Convert every line of the records below into a JSON list of strings, one string per line, omitting blank lines.

+ + + + + + +

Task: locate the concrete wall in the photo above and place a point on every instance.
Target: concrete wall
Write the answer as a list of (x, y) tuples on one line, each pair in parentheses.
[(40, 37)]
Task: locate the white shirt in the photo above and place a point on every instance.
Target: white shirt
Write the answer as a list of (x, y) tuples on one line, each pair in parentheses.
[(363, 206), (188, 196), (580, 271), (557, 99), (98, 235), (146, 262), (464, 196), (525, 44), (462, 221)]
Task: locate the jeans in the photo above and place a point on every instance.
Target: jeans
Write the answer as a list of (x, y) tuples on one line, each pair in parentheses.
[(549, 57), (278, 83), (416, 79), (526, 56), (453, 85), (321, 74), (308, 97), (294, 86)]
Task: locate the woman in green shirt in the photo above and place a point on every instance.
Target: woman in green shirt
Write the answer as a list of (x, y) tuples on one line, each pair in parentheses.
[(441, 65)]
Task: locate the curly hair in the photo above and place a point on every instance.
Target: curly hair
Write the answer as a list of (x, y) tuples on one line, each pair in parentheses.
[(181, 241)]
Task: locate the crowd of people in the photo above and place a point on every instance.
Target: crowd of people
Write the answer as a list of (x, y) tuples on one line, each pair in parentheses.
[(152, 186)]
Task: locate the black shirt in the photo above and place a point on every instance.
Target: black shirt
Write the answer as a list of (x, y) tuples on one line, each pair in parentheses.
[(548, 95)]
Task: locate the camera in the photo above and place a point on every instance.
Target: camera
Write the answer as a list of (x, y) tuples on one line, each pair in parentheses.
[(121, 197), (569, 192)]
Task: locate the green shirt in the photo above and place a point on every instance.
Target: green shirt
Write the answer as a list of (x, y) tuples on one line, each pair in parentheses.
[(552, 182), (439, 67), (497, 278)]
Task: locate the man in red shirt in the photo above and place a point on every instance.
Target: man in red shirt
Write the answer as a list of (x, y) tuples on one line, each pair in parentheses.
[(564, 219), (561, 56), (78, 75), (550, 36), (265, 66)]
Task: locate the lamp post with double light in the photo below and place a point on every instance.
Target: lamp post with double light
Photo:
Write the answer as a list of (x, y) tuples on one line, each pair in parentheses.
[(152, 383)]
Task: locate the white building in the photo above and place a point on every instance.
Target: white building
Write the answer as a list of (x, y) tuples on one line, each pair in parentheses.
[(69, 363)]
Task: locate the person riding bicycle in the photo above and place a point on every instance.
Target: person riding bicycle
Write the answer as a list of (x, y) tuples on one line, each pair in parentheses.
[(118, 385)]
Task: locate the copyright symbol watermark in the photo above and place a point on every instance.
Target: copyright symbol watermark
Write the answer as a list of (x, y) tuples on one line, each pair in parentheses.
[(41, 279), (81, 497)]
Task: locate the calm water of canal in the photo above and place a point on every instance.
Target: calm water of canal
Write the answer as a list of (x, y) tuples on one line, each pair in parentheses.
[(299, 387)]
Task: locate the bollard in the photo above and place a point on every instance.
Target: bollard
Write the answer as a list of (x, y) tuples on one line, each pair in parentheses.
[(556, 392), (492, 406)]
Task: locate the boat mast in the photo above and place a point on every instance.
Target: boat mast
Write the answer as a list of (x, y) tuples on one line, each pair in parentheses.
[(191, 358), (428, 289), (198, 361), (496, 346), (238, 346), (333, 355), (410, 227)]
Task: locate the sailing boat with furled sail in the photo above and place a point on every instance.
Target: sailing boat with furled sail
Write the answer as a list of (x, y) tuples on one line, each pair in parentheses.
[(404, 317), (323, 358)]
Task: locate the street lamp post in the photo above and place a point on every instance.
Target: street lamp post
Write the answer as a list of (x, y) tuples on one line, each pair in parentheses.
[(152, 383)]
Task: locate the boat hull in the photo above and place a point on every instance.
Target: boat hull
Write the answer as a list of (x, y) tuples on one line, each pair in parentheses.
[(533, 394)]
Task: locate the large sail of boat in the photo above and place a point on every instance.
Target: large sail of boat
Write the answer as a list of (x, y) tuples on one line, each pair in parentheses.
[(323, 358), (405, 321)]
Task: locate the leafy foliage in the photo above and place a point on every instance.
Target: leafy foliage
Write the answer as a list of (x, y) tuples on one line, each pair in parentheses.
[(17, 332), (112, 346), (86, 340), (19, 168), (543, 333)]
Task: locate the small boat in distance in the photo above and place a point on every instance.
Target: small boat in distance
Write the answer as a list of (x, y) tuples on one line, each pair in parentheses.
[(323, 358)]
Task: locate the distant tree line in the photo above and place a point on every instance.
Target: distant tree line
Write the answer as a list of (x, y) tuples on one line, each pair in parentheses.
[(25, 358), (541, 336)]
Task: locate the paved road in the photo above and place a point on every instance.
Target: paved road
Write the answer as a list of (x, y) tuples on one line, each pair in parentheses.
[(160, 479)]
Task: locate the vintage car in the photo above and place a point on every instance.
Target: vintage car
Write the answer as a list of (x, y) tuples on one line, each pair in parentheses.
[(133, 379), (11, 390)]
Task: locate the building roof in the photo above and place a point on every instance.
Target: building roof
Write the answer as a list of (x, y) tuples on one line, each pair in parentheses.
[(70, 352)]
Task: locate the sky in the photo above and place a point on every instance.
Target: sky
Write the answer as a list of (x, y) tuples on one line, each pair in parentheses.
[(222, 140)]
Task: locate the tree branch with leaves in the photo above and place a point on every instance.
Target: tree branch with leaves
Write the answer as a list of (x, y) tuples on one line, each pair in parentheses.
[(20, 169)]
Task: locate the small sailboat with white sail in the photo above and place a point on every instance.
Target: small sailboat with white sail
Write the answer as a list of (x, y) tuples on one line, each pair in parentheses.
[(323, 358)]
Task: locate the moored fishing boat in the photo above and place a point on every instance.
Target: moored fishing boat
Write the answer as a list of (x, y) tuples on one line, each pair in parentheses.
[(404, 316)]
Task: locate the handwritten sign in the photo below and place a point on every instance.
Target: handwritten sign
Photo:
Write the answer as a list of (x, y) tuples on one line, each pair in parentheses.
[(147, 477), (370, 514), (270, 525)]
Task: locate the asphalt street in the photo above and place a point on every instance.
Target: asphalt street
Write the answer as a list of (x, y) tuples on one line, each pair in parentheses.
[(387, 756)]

+ + + + + + +

» **THE RESULT**
[
  "Task: locate the concrete wall in the photo above and place a point on every instance.",
  "Target: concrete wall",
  "Write the answer as a list of (x, y) tuples on one line, each pair in parentheses.",
  "[(40, 37)]",
  "Task: locate the white shirt in the photo above and place a point on every instance.",
  "Target: white shirt",
  "Write the answer as a list of (x, y) tuples on one line, each pair in parentheses.",
  "[(363, 206), (188, 196), (580, 271), (557, 99), (98, 235), (146, 262), (464, 196), (525, 44), (462, 221)]",
  "Task: locate the jeans in the photo above and place a point on every instance.",
  "Target: jeans",
  "Write the answer as a list of (x, y) tuples on one line, each pair in parentheses.",
  "[(549, 57), (278, 83), (416, 79), (526, 56), (453, 85), (321, 74), (308, 97), (294, 86)]",
  "Task: locate the woman in green shirt in the photo above and place a point on every instance.",
  "Target: woman in green shirt",
  "Write the answer as a list of (x, y) tuples on one line, each pair in parentheses.",
  "[(441, 65)]",
  "Task: locate the curly hair in the photo above and place a point on every instance.",
  "Target: curly hair",
  "Write the answer as a list of (x, y) tuples on one line, each pair in parentheses.",
  "[(181, 241)]",
  "Task: locate the crowd of people in the photo above and place a point on every instance.",
  "Target: crowd of people",
  "Write the answer as a list of (x, y) tuples on one line, each pair in parentheses.",
  "[(152, 186)]",
  "Task: locate the black shirt in the photo above and place a point on every instance.",
  "Target: black shirt",
  "Write the answer as a list of (x, y) tuples on one line, each pair in parentheses.",
  "[(548, 95)]",
  "Task: locate the camera in the photo above and place a point on every instance.",
  "Target: camera",
  "Write the answer as a list of (x, y) tuples on one line, each pair in parentheses.",
  "[(121, 197), (569, 192)]",
  "Task: locate the green shirt in the photo above and place a point on every instance.",
  "Target: green shirt",
  "Write the answer as a list of (x, y) tuples on one line, each pair in parentheses.",
  "[(552, 182), (439, 67), (497, 278)]",
  "Task: locate the man in red shirt in the photo above and place a point on every instance.",
  "Target: man in red shirt",
  "Write the answer as a list of (x, y) tuples on one line, each pair in parentheses.",
  "[(564, 219), (561, 56), (78, 75), (550, 36), (265, 66)]",
  "Task: locate the lamp post with double light in the photo below and place a point on every instance.",
  "Target: lamp post with double light",
  "Photo:",
  "Write the answer as a list of (x, y) tuples on one line, each pair in parentheses.",
  "[(152, 383)]",
  "Task: locate the white building in the photo above and place a point on every instance.",
  "Target: white building",
  "Write the answer as a list of (x, y) tuples on one line, each pair in parentheses.",
  "[(69, 363)]",
  "Task: locate the person riding bicycle in the photo above and place a point on every instance.",
  "Target: person riding bicycle",
  "Write the answer as a list of (x, y) tuples on one line, each pair in parentheses.",
  "[(118, 385)]",
  "Task: locate the copyright symbol watermark in the photo above and place a point on every instance.",
  "Target: copyright symbol watermark",
  "Write the answer as a list of (x, y) tuples on one line, each pair in parentheses.",
  "[(41, 279), (81, 497)]",
  "Task: locate the calm water of canal in the photo above and place a point on every instance.",
  "Target: calm water of canal",
  "Write the answer as a list of (x, y) tuples on one line, each pair in parentheses.",
  "[(299, 387)]",
  "Task: locate the bollard in the photo above and place a point on every instance.",
  "Target: bollard",
  "Write the answer as a list of (x, y) tuples on one line, each pair in parentheses.",
  "[(556, 392), (492, 406)]",
  "Task: locate the boat mast in the photo above and place a point on every instance.",
  "Target: boat mast",
  "Write the answer as a list of (x, y) tuples on one line, each pair in parentheses.",
  "[(191, 358), (428, 289), (198, 361), (496, 346), (238, 346), (333, 355), (410, 227)]",
  "Task: locate the sailing boat with furled sail in the photo above and place a point on every instance.",
  "Target: sailing boat with furled sail",
  "Write the answer as a list of (x, y) tuples on one line, each pair in parentheses.",
  "[(404, 317), (323, 358)]",
  "Task: locate the street lamp post in the photo above and place a point on every instance.",
  "Target: street lamp post",
  "Write the answer as a list of (x, y) tuples on one line, each pair in parentheses.",
  "[(152, 383)]",
  "Task: locate the boat hull in the photo above and place a point on every instance.",
  "Target: boat hull",
  "Write the answer as a list of (x, y) tuples on one line, each pair in parentheses.",
  "[(533, 394)]",
  "Task: locate the large sail of boat in the photo above and place a point on every instance.",
  "Target: large sail of boat",
  "Write the answer as a list of (x, y) tuples on one line, each pair in parentheses.",
  "[(323, 358), (405, 321)]",
  "Task: locate the leafy foliage in the photo above and place a point on every instance.",
  "Target: leafy foliage",
  "Write the answer as a list of (x, y) tuples on one line, each pair in parentheses.",
  "[(17, 332), (112, 346), (86, 340), (19, 168), (543, 333)]",
  "Task: locate the small boat in distance in the photo above and place a point on every instance.",
  "Target: small boat in distance",
  "Write the answer as a list of (x, y) tuples on one line, each pair in parentheses.",
  "[(323, 358)]",
  "Task: locate the distant tree line in the photo above and place a point on every instance.",
  "Target: distant tree line",
  "Write the answer as a list of (x, y) tuples on one line, each pair in parentheses.",
  "[(25, 358), (541, 336)]",
  "Task: locate the paved road in the photo above and place a point on every instance.",
  "Target: paved road",
  "Write the answer as a list of (x, y) tuples on one line, each pair in parentheses.",
  "[(160, 479)]",
  "Task: locate the vintage car in the photo above and place a point on every instance.",
  "Target: vintage car",
  "Write the answer as a list of (x, y) tuples on one line, each pair in parentheses.",
  "[(133, 379), (11, 390)]",
  "Task: locate the building roof in the photo above and place a point on every instance.",
  "Target: building roof",
  "Write the answer as a list of (x, y) tuples on one line, each pair in parentheses.",
  "[(70, 352)]",
  "Task: locate the sky in the photo above and place a point on every instance.",
  "Target: sky",
  "Write the answer as a list of (x, y) tuples on one line, each pair in parentheses.",
  "[(222, 140)]",
  "Task: locate the tree branch with leaves in the photo above and place a point on every instance.",
  "Target: tree branch with leaves",
  "Write the answer as a list of (x, y) tuples on one line, each pair in parentheses.",
  "[(20, 169)]",
  "Task: locate the small sailboat with white sail in the photo above and place a point on every instance.",
  "Target: small sailboat with white sail",
  "Write the answer as a list of (x, y) tuples on one line, each pair in parentheses.",
  "[(323, 358)]",
  "Task: locate the moored fishing boat in the photo above and place a point on every instance.",
  "Target: moored fishing boat",
  "Write the answer as a list of (x, y) tuples on one line, each pair in parentheses.",
  "[(404, 316)]",
  "Task: locate the handwritten sign in the photo below and place a point on every instance.",
  "Target: handwritten sign",
  "Photo:",
  "Write the answer as a list of (x, y) tuples on one line, each pair in parentheses.",
  "[(147, 477), (370, 514), (270, 525)]",
  "Task: locate the asphalt street in the photo above and place a point on every instance.",
  "Target: asphalt street",
  "Write the answer as a list of (x, y) tuples on one line, each pair in parentheses.",
  "[(387, 756)]"
]